- [EXERCISE SET]
- 1) In the excerpt on the torus automorphism, what are the periodic points of f exactly?
- 2) Please continue the excerpt on the torus automorphism, picking up right after its final sentence.

- [TEXT SECTION]
Claim: Let $f:\mathbb{T}^2\to\mathbb{T}^2$ be the automorphism defined by the matrix $ \begin{pmatrix} 2 & 1 \\ 1 & 1 \end{pmatrix} $, $\gamma:[0,1]\to \mathbb{T}^2$ be a $C^1$ embedding with image $C=\gamma([0,1])$ that is transverse to the stable foliation of $f$. Then for any $x\in \mathbb{T}^2$, and for any $\epsilon\in\mathbb{R}_{>0}$, there is an $n\in\mathbb{Z}_{>0}$ such that $f^n(C)\cap B(x,\epsilon)\neq\emptyset$.

Sketch of Proof: $f$ is a hyperbolic automorphism and as such its periodic points are dense (in this case they are exactly the rational points $\mathbb{Q}^2/\mathbb{Z}^2\leq \mathbb{R}^2/\mathbb{Z}^2=\mathbb{T}^2$; see e.g. Periodic points of hyperbolic toral automorphism are dense on the torus). For any $y\in \mathbb{T}^2$ and $r\in\mathbb{R}_{>0}$, denote by $V_{y,r}(f)=\mathcal{S}_{y,r}(f)\times \mathcal{U}_{y,r}(f)$ the product of the local stable and unstable manifolds of $f$ at $y$ of size $r$; for $r$ small enough $V_{y,r}(f)$ is a coordinate chart for $\mathbb{T}^2$ (this is the so-called local product structure of $f$). In particular for some $r$ small enough there is a periodic point $p$ of $f$ such that $C\cap V_{p,r}(f)\neq\emptyset$.

Stored items from a collection

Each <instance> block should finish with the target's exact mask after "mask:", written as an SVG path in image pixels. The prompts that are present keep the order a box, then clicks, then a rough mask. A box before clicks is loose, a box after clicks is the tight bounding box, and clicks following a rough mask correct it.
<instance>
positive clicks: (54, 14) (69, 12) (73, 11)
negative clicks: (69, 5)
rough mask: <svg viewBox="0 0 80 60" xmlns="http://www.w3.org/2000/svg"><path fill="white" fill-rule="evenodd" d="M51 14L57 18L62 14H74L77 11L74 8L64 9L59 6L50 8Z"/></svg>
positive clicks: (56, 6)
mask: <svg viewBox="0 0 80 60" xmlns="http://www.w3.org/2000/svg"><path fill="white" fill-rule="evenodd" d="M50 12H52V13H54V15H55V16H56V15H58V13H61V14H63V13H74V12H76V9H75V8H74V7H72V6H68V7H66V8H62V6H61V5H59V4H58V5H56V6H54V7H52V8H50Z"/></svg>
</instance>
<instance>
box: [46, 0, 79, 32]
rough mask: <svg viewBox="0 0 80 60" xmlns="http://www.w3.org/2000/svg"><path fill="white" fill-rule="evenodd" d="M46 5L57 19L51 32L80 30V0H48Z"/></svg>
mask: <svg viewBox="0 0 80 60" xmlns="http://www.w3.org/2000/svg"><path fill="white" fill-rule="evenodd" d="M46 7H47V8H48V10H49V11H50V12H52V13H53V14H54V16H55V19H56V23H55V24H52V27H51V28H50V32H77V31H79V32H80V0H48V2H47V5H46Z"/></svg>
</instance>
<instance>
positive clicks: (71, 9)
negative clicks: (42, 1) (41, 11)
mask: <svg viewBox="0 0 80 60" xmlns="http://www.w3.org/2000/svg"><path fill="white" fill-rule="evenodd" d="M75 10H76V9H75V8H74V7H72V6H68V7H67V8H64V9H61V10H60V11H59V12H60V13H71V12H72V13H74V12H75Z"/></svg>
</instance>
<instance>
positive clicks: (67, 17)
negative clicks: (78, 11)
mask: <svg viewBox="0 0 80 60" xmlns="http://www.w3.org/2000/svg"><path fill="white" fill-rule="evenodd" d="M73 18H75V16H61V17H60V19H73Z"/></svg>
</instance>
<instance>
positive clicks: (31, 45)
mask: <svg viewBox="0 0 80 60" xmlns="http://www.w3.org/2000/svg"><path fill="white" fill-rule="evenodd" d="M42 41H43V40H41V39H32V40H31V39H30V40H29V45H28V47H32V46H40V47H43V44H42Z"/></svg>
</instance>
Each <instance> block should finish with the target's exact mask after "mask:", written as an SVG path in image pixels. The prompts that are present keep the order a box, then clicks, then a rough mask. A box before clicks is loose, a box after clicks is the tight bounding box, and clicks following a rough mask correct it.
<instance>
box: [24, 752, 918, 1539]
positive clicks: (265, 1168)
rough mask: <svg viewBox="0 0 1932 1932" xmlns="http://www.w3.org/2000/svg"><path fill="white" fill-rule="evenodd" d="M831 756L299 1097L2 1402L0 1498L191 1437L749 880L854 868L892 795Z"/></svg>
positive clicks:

- [ANSWERS TO EACH TASK]
- 1) They are exactly the rational points $\mathbb{Q}^2/\mathbb{Z}^2$ in $\mathbb{R}^2/\mathbb{Z}^2=\mathbb{T}^2$.

- 2)
Next as you said the global stable and unstable manifolds of $f$ are dense on $\mathbb{T}^2$; in particular $\mathcal{U}_{p}(f)\cap B(x,\epsilon)\neq\emptyset$. $\mathcal{U}_p(f)$ is one dimensional, so we may choose an orientation on it and parameterize it; let $D$ be the embedded curve ($\dagger$) that corresponds to the part of $\mathcal{U}_p(f)$ from $p$ to some point in the intersection $\mathcal{U}_{p}(f)\cap B(x,\epsilon)\neq\emptyset$.

[($\dagger$) In this case the curve will be $C^\infty$ and more generally it'll be as regular as the Anosov diffeomorphism $f$.]

Then by some version of the inclination lemma (that one can write down quite explicitly in this case as the dynamics is algebraic) the sequence of embeddings $n\mapsto f^n(C)$ will converge to $D$ with respect to the $C^1$ compact-open topology on embeddings; consequently $f^n(C)\cap B(x,\epsilon)\neq\emptyset$.


Here is a related humble interactive graph based on Exercise 5.46 on p.210 of Robinson's Dynamical Systems: Stability, Symbolic Dynamics, and Chaos: https://www.desmos.com/calculator/u4hbqnu3ma .

Let us finally remark that similarly $C$ being transverse to the unstable foliation of $f$ would result in a negative hitting time $-n$.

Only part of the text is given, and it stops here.